→ **課題の説明**
資料のすべての行で「thickest part」を「widest part」に置き換え、ほかの部分は一切変えずに書き直してください。

→ **資料一覧**
---

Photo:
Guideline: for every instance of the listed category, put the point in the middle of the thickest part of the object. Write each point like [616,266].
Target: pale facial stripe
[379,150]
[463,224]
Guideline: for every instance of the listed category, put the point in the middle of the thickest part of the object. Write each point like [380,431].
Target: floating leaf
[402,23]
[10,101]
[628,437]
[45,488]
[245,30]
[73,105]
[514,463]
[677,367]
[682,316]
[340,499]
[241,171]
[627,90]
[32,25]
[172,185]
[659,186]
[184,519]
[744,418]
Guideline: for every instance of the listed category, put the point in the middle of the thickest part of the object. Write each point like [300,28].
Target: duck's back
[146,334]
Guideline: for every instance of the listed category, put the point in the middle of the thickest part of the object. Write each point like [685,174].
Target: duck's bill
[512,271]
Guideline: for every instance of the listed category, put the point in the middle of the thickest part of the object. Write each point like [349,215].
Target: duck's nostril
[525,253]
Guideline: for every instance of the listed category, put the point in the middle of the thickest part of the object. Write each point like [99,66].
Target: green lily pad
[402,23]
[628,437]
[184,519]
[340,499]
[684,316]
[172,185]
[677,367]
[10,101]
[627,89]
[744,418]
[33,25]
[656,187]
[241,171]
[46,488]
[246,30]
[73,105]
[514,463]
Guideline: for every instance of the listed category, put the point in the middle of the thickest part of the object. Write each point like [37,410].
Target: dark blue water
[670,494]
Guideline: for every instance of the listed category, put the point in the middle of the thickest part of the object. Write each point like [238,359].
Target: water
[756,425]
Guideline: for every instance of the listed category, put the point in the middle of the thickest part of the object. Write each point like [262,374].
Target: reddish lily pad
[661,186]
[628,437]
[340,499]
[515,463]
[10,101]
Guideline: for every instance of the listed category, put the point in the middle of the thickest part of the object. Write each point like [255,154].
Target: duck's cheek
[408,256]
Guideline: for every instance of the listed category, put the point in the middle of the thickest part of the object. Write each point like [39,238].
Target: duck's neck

---

→ **解答は以下**
Photo:
Guideline: for every instance of the listed category, put the point in the middle of the widest part of the object. Write each point like [616,266].
Target: pale facial stripe
[379,150]
[463,224]
Guideline: for every instance of the listed category, put the point in the middle of the widest part of the object. Write each point like [380,431].
Target: floating leaf
[402,23]
[10,101]
[628,437]
[45,488]
[245,30]
[73,105]
[514,463]
[677,367]
[682,316]
[340,499]
[241,171]
[627,90]
[32,25]
[172,185]
[659,186]
[184,519]
[744,418]
Guideline: for every instance of the listed category, put the point in the middle of the widest part of the object. Write each point like [300,28].
Target: duck's back
[146,334]
Guideline: for every instance of the listed category, put the point in the middle of the widest part of the object. Write each point like [685,174].
Target: duck's bill
[512,271]
Guideline: for every instance of the listed category, put the point in the middle of the widest part of the object. Write each point like [349,215].
Target: duck's nostril
[525,253]
Guideline: for every instance of the listed category, put the point in the middle of the widest part of the object. Write each point like [99,66].
Target: green lily pad
[402,23]
[628,437]
[184,519]
[340,499]
[684,316]
[172,185]
[677,367]
[10,101]
[627,89]
[744,418]
[33,25]
[656,187]
[241,171]
[46,488]
[246,30]
[73,105]
[514,463]
Guideline: for every instance of the listed category, put the point in the middle of the widest part of the object. Write each point like [37,410].
Target: dark blue water
[670,494]
Guideline: for every instance of the listed category, put the point in the middle of the widest part of the object. Write each point like [238,359].
Target: water
[756,425]
Guideline: for every instance of the listed category, put the point in the middle of the widest part of the object. Write each point like [262,374].
Target: reddish lily pad
[661,186]
[628,437]
[340,499]
[515,463]
[10,101]
Guideline: for every instance of the listed category, put the point in the middle of the widest part of the object. Write each point like [255,154].
Target: duck's cheek
[408,256]
Guideline: for every instance of the listed category, put the point in the middle of the widest part of the object. Write each point like [39,238].
Target: duck's neck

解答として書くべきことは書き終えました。